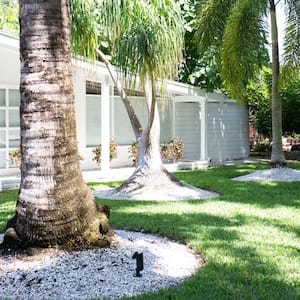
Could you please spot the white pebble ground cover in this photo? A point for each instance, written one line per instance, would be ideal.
(56, 274)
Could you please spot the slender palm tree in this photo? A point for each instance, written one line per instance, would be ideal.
(238, 28)
(54, 204)
(145, 40)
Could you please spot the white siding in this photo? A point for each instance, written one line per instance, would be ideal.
(227, 131)
(187, 127)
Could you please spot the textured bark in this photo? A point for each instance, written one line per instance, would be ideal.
(150, 170)
(277, 155)
(54, 203)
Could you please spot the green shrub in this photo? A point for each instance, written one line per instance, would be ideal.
(113, 148)
(170, 151)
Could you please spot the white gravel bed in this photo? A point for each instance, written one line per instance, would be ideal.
(273, 174)
(179, 193)
(102, 273)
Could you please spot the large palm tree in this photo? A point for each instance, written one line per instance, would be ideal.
(238, 28)
(54, 204)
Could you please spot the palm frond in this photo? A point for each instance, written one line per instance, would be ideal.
(144, 34)
(211, 22)
(244, 45)
(291, 55)
(84, 28)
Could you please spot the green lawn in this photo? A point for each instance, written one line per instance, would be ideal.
(249, 236)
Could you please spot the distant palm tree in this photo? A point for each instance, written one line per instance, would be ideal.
(238, 28)
(54, 204)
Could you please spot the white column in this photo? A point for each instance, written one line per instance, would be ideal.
(203, 141)
(105, 152)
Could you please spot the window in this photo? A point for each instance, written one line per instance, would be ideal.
(9, 124)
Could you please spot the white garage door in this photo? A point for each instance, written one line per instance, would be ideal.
(187, 127)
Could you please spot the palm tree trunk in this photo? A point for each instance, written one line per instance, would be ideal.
(277, 156)
(54, 204)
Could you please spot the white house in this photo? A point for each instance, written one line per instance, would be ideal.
(211, 126)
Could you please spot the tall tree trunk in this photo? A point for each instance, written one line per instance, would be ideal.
(277, 156)
(54, 203)
(150, 170)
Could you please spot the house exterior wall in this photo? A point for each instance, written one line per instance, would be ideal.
(210, 126)
(227, 131)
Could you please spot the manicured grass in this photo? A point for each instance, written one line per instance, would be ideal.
(249, 236)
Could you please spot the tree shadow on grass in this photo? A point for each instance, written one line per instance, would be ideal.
(235, 267)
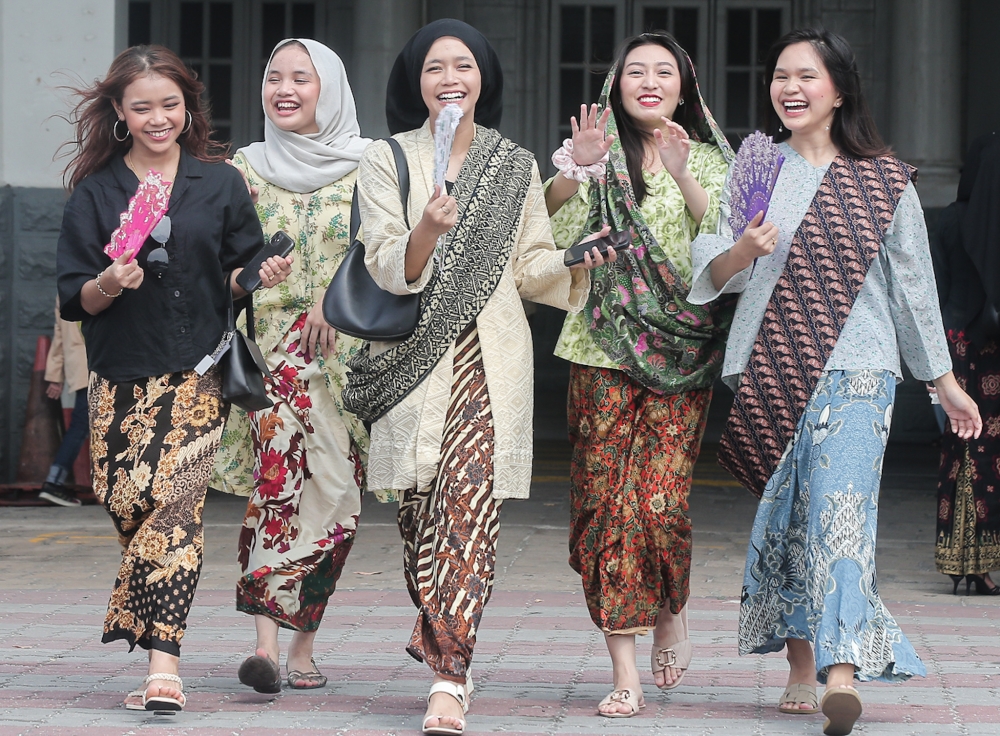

### [Requirement]
Now repeat exactly the lines from the one with "Could you please spot the white garage" through the end of the listing above, both included, omitting all pictures.

### [Task response]
Could you please spot the white garage door in this photo? A point for each instance, written one line per instance, would be ideal.
(187, 127)
Could you please spot the palm tree trunk in this photo? A point for each instance, written one line per instance, would be ideal.
(277, 156)
(54, 204)
Could you please spot the white house in this photo? A point for each instance, written one line per instance, would be ideal.
(211, 126)
Could you please spot the tall tree trunk in this photo? A point for each instance, written one line per instance, would be ideal.
(277, 156)
(54, 203)
(150, 170)
Could you please spot the house exterior wall in this photo? A point for each instance, written one line per instance, would be ideal.
(210, 126)
(227, 131)
Could you please spot the manicured grass in this photo? A point for each instance, written one line per instance, would be ideal.
(249, 236)
Could you please spot the tree shadow on grass in this photo? A point for each instance, written one line per instance, would be ideal.
(235, 267)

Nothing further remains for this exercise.